Trois ans d'attente pour connaître la fin d'un feuilleton, c'est long. Je présume que tous ceux qui ont assisté à la première mouture de Lipsync de Robert Lepage (au FTA en 2007) étaient ravis d'apprendre que les Montréalais auraient enfin droit à la version finale de neuf heures. Ça se passera en février-mars 2010, chez Denise-Pelletier. Et j'en connais qui ont déjà commencé à compter les dodos...

Par contre, ceux qui n'étaient pas de ce spectacle événement dans lequel le thème de la voix humaine relie les destins de neuf personnages logés un peu partout sur le globe se montrent perplexes.

 

Neuf heures?

Oui, plus qu'un quart normal de travail. Et je suis certaine que même après le 18e entracte, on ne voudra pas quitter le Théâtre Denise-Pelletier.

Ce qui ne veut pas dire, évidemment, que tous les artistes de théâtre devraient se lancer dans la production de pièces fleuves, habités par la philosophie de Lepage qui pense que «plus on en ajoute, plus ça paraît court».

Il faut que ce soit bon. Et comme Lipsync l'était dans son état embryonnaire, tous les espoirs sont permis pour la version complète.

(Fiches fournies)
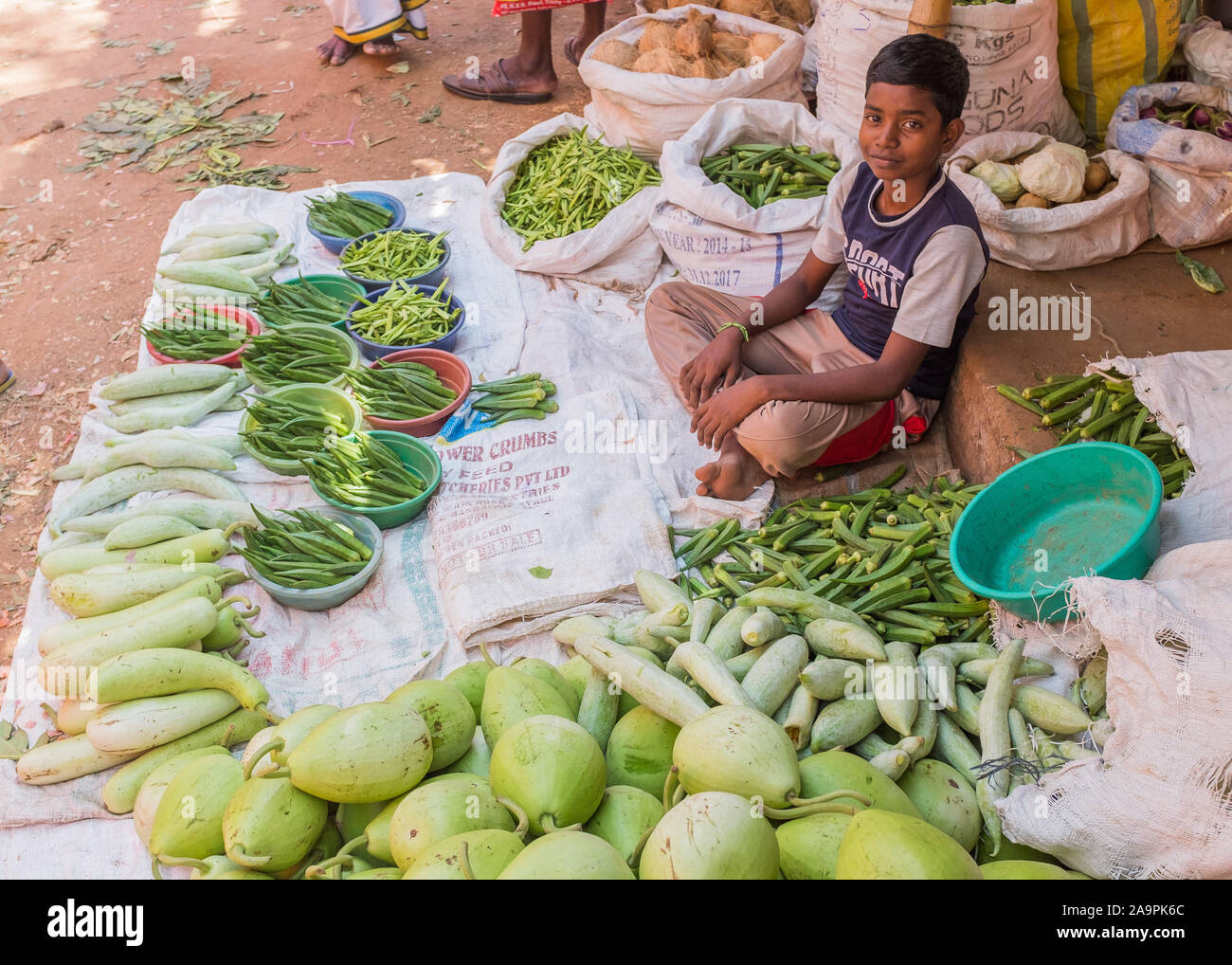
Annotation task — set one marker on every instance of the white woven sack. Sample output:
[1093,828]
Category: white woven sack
[617,253]
[1067,235]
[1154,804]
[1190,171]
[714,235]
[647,110]
[1010,48]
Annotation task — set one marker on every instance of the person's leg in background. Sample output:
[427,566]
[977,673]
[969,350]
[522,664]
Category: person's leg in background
[369,25]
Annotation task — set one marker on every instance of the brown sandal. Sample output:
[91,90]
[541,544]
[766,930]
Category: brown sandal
[493,84]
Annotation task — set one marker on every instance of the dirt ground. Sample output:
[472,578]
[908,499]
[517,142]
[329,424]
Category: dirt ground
[78,249]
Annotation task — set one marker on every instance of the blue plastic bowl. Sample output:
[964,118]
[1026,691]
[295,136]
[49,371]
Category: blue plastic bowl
[376,350]
[1084,509]
[334,245]
[429,278]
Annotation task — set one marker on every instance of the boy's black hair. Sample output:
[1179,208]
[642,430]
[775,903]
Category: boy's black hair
[927,62]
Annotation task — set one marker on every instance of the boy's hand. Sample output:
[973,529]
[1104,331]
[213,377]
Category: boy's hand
[723,410]
[716,366]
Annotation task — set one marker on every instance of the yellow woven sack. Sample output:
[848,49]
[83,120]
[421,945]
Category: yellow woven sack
[1105,47]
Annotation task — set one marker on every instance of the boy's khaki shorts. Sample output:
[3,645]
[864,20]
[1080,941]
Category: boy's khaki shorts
[783,436]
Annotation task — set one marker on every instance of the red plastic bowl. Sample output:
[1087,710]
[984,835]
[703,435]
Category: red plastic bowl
[452,373]
[232,357]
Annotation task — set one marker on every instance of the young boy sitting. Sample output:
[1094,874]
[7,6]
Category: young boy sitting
[771,385]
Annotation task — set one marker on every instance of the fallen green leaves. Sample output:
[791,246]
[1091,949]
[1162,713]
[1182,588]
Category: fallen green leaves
[223,169]
[179,130]
[1204,276]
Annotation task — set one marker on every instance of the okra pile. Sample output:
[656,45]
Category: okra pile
[393,255]
[283,357]
[362,472]
[197,336]
[406,316]
[287,304]
[303,550]
[765,173]
[571,183]
[881,554]
[399,390]
[346,216]
[517,397]
[1103,407]
[286,429]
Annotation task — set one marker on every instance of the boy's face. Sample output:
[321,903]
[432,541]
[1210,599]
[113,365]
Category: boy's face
[902,135]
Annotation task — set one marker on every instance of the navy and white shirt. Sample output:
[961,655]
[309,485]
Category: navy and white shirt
[916,274]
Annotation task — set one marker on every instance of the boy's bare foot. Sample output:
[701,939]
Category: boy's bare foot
[734,476]
[381,46]
[335,50]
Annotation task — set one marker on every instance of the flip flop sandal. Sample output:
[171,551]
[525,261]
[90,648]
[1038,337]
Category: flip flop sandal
[571,52]
[493,84]
[393,50]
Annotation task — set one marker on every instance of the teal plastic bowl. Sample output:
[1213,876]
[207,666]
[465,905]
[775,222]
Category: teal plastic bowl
[417,456]
[336,286]
[1084,509]
[308,393]
[325,598]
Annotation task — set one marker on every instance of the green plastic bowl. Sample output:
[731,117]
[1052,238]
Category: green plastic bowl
[1084,509]
[417,456]
[325,398]
[343,339]
[336,286]
[325,598]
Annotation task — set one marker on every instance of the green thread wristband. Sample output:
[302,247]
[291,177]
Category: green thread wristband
[735,324]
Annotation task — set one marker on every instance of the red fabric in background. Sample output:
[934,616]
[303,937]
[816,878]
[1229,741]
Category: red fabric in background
[504,8]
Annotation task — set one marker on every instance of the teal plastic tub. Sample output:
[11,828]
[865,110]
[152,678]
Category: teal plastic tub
[325,598]
[417,456]
[325,398]
[1083,509]
[336,286]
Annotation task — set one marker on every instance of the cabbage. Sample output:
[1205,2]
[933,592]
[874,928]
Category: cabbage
[1055,173]
[999,177]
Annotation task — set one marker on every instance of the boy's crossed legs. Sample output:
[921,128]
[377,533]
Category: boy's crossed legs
[779,438]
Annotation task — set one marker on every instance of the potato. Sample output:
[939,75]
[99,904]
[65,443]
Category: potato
[756,9]
[706,68]
[617,53]
[799,11]
[734,47]
[694,37]
[657,35]
[1033,201]
[1096,175]
[661,61]
[762,46]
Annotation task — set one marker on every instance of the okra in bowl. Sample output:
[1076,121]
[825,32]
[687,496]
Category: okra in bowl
[406,316]
[302,353]
[337,220]
[413,255]
[387,477]
[312,558]
[212,334]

(Consigne 1)
Quelles indications chiffrées l'extrait sur Lipsync contient-il ? Donnez chacune une seule fois, avec ce à quoi elle se rapporte.
(Consigne 2)
Dans l'extrait sur Lipsync, pouvez-vous réécrire sous forme de liste le paragraphe qui commence par « Trois ans d'attente » en gardant ses faits principaux ?
(Consigne 3)
Selon l'extrait sur Lipsync, quel thème relie les destins des neuf personnages ?
Les fiches n'ont aucun rôle ici.

(Réponse attendue 1)
- Trois ans : l'attente pour connaître la fin du spectacle
- 2007 : l'année de la première mouture, au FTA
- Neuf heures : la durée de la version finale
- Février-mars 2010 : la période des représentations chez Denise-Pelletier
- Neuf personnages : ceux dont les destins sont reliés par le thème de la voix humaine
- 18e entracte : l'entracte après lequel, selon l'auteur, on ne voudra toujours pas quitter le théâtre

(Réponse attendue 2)
- Il a fallu attendre trois ans pour connaître la fin de Lipsync de Robert Lepage.
- La première mouture a été présentée au FTA en 2007.
- Les Montréalais verront enfin la version finale, qui dure neuf heures.
- Les représentations auront lieu en février-mars 2010, chez Denise-Pelletier.
- Certains spectateurs comptent déjà les dodos.

(Réponse attendue 3)
La voix humaine.